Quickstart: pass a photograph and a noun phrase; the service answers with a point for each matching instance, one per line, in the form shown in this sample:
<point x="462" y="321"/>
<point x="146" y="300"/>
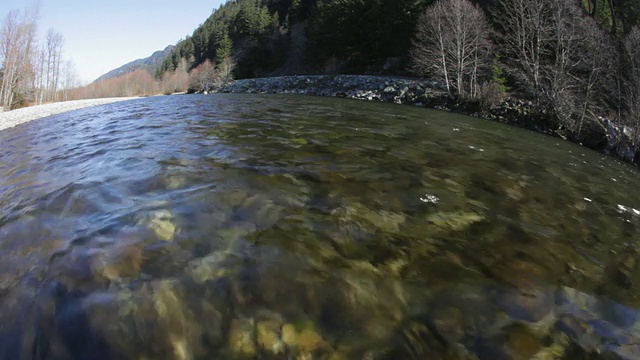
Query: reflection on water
<point x="230" y="226"/>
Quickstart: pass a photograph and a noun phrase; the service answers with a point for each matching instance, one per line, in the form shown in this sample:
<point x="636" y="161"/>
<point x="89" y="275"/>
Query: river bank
<point x="12" y="118"/>
<point x="600" y="134"/>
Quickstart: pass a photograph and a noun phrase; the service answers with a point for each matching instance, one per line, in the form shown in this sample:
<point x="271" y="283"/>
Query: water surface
<point x="244" y="226"/>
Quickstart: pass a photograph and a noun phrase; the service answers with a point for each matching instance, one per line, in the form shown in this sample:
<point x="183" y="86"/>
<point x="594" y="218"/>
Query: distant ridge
<point x="150" y="64"/>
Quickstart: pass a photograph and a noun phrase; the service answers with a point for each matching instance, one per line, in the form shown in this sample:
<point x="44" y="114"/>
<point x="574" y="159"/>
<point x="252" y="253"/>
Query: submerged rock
<point x="160" y="222"/>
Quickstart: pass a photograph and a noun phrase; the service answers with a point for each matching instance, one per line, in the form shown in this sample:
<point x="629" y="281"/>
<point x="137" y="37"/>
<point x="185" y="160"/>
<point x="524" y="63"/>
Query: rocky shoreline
<point x="9" y="119"/>
<point x="601" y="135"/>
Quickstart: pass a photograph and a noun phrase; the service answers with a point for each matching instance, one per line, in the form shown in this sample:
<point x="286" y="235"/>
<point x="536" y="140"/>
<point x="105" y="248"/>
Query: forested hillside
<point x="333" y="36"/>
<point x="569" y="61"/>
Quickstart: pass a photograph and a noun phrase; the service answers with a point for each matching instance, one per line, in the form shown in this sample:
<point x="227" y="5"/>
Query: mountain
<point x="150" y="64"/>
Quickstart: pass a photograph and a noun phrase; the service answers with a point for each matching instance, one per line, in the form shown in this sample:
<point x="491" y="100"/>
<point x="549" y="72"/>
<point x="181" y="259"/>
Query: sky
<point x="106" y="34"/>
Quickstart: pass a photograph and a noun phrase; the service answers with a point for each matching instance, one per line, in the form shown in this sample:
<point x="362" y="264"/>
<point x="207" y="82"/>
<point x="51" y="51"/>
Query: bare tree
<point x="631" y="83"/>
<point x="452" y="45"/>
<point x="70" y="79"/>
<point x="17" y="34"/>
<point x="203" y="77"/>
<point x="225" y="71"/>
<point x="53" y="62"/>
<point x="557" y="55"/>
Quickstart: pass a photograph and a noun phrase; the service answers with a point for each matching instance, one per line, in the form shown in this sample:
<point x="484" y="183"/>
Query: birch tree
<point x="17" y="36"/>
<point x="631" y="83"/>
<point x="451" y="45"/>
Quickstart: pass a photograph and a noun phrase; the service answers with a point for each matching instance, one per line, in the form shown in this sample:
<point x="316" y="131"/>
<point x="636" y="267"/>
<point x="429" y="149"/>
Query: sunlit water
<point x="285" y="227"/>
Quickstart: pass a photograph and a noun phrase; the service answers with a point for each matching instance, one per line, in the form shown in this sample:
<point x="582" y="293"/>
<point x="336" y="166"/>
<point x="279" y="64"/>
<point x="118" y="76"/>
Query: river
<point x="293" y="227"/>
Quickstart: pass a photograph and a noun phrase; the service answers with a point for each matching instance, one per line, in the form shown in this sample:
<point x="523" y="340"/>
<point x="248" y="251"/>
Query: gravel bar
<point x="15" y="117"/>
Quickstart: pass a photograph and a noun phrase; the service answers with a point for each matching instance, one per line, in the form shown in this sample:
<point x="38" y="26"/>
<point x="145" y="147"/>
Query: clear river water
<point x="292" y="227"/>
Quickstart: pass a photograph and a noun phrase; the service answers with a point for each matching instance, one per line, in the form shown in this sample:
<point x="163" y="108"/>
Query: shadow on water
<point x="284" y="227"/>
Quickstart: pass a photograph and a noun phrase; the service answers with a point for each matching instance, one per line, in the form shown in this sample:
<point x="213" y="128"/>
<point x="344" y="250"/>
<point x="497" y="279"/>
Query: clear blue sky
<point x="103" y="35"/>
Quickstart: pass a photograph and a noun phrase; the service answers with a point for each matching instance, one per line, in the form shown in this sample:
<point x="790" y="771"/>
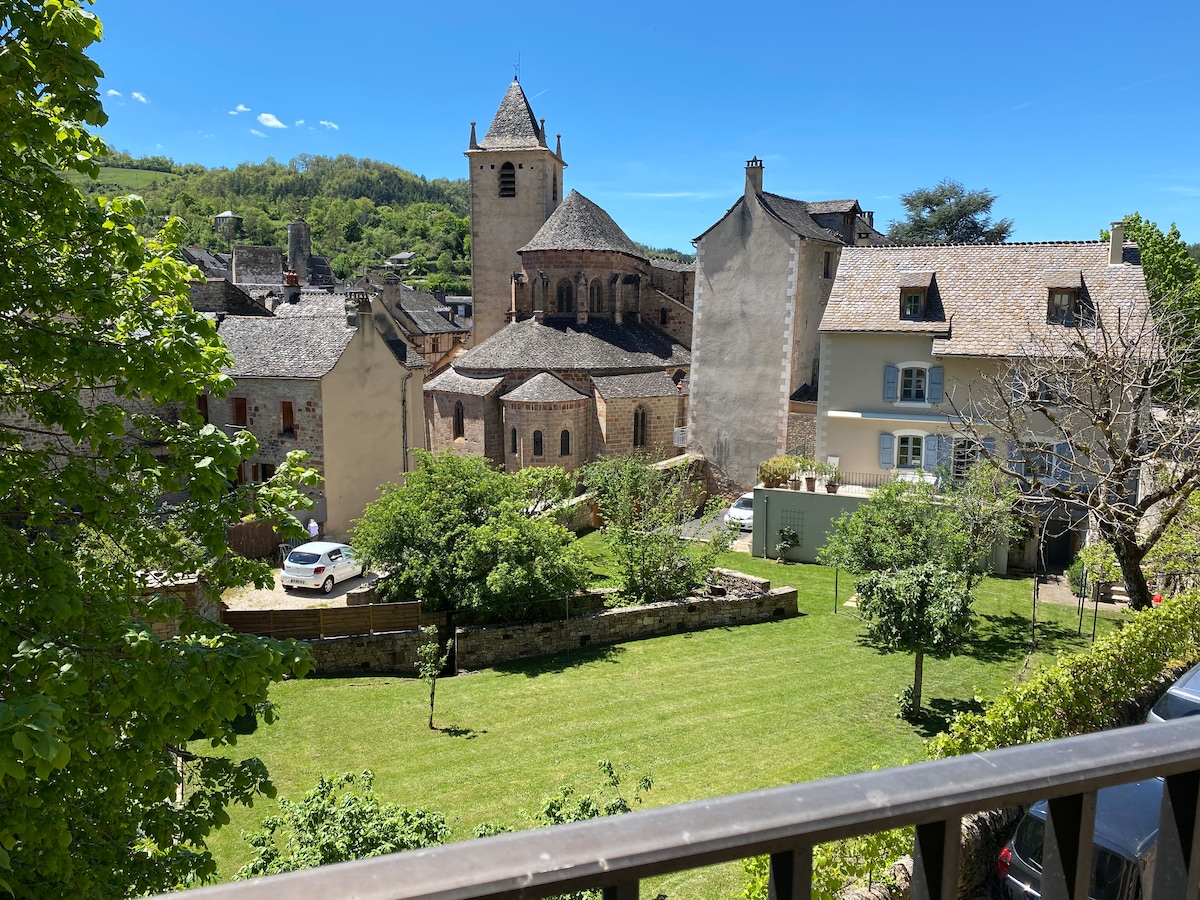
---+---
**Task details**
Please retype all the entries word for word, omitting the pictures.

**Expected answer**
Quickstart: pass a photograph and a noun phrase; the service answers with a point for each matching instance, one per line, in the form shown in this sample:
<point x="462" y="321"/>
<point x="146" y="300"/>
Query: reflection on water
<point x="230" y="226"/>
Quickstart: pass a photograph and a noun phrase; the service answers with a point for each matching instance, one per line, in the form shown in this sample:
<point x="636" y="161"/>
<point x="89" y="275"/>
Query: river bank
<point x="12" y="118"/>
<point x="600" y="134"/>
Quickstart: pass a photograph and a noun phrase; the service answers with a point for each matching instance, one per line, in the form shown in this sample:
<point x="271" y="283"/>
Query: water surface
<point x="244" y="226"/>
Quickstart: pass a photograph and a noun phrase; the service answers with a point for each matching instance, one per line, in the form shown in this sample:
<point x="183" y="86"/>
<point x="594" y="218"/>
Query: distant ridge
<point x="150" y="64"/>
Quickstart: pass a photograph and a noun phrase; the service answers with a point for each matching instance, one per line, in the form shown in this sample:
<point x="44" y="114"/>
<point x="574" y="159"/>
<point x="252" y="253"/>
Query: submerged rock
<point x="160" y="222"/>
Quickstart: pass a photograph and a noun phrase; the service answers with a point for each matching instance, one per line, in the form shown in this sample:
<point x="629" y="281"/>
<point x="137" y="37"/>
<point x="185" y="160"/>
<point x="524" y="63"/>
Query: rocky shoreline
<point x="9" y="119"/>
<point x="601" y="135"/>
Quickstart: pass a photograph and a noun phrase; the service answers with a point for each matching instance, one per line, in the form shown in this sample:
<point x="286" y="235"/>
<point x="536" y="140"/>
<point x="105" y="248"/>
Query: forested hillside
<point x="333" y="36"/>
<point x="569" y="61"/>
Quickstart: pass a photograph and a noun phrase; the service answers with a point for each matching instance, one per line, in the form shown in this sample:
<point x="227" y="5"/>
Query: mountain
<point x="150" y="64"/>
Quickstart: pass a photograph and a noun phrase; the service answers with a point for each matching instance, one per line, in the form shown in this sample:
<point x="491" y="100"/>
<point x="549" y="72"/>
<point x="181" y="259"/>
Query: sky
<point x="106" y="34"/>
Quickstart: pass a photograph and a noun phrase; the service answers with a point for each matching instance, one per line, in the form shown in this sample:
<point x="362" y="264"/>
<point x="207" y="82"/>
<point x="51" y="51"/>
Query: bare tree
<point x="631" y="83"/>
<point x="452" y="45"/>
<point x="70" y="79"/>
<point x="17" y="34"/>
<point x="203" y="77"/>
<point x="225" y="71"/>
<point x="53" y="62"/>
<point x="557" y="55"/>
Quickstart: pass a photograph and a noun phrase; the service answers with a point for each matching instance, one per line, in the form shown in this sample:
<point x="484" y="183"/>
Query: birch tree
<point x="17" y="36"/>
<point x="631" y="83"/>
<point x="451" y="45"/>
Quickstart: pass a photograph and a noun phrase; the service answers with a point for each matching instance, one per line, in the form shown in this sample:
<point x="316" y="131"/>
<point x="636" y="267"/>
<point x="429" y="149"/>
Query: sunlit water
<point x="285" y="227"/>
Quickstart: pass a photograph and a noun phrase; the service answers with a point for each matching instance, one per line, in the form shown in this sample:
<point x="582" y="293"/>
<point x="336" y="166"/>
<point x="279" y="64"/>
<point x="118" y="76"/>
Query: river
<point x="293" y="227"/>
Quickstart: pass a photograph and a noun phrase; the service answers with a point for each matching instance, one per line, in the form shown in this sample:
<point x="523" y="340"/>
<point x="248" y="251"/>
Query: gravel bar
<point x="15" y="117"/>
Quickstart: pass a photograph and a noun phrase; the service answers with a point for each matching instance, one per line, in the form shown in this sample:
<point x="38" y="26"/>
<point x="145" y="147"/>
Query: clear river water
<point x="292" y="227"/>
Quickstart: pass a photograph and a noun phrase; the service answers with a point for each matching instance, one per line, in the form shown in this sample:
<point x="163" y="108"/>
Query: shadow on water
<point x="284" y="227"/>
Quickstart: pass a photograph and a noun phrase; the service answers with a point for each matching instance, one per line, in the form shown in this sample:
<point x="213" y="128"/>
<point x="344" y="250"/>
<point x="497" y="279"/>
Query: clear blue sky
<point x="103" y="35"/>
Quickstart: pass a photograph and a noun phrase; the service answers with a point for each matching instance, one per line, in the form shown in this sample:
<point x="790" y="771"/>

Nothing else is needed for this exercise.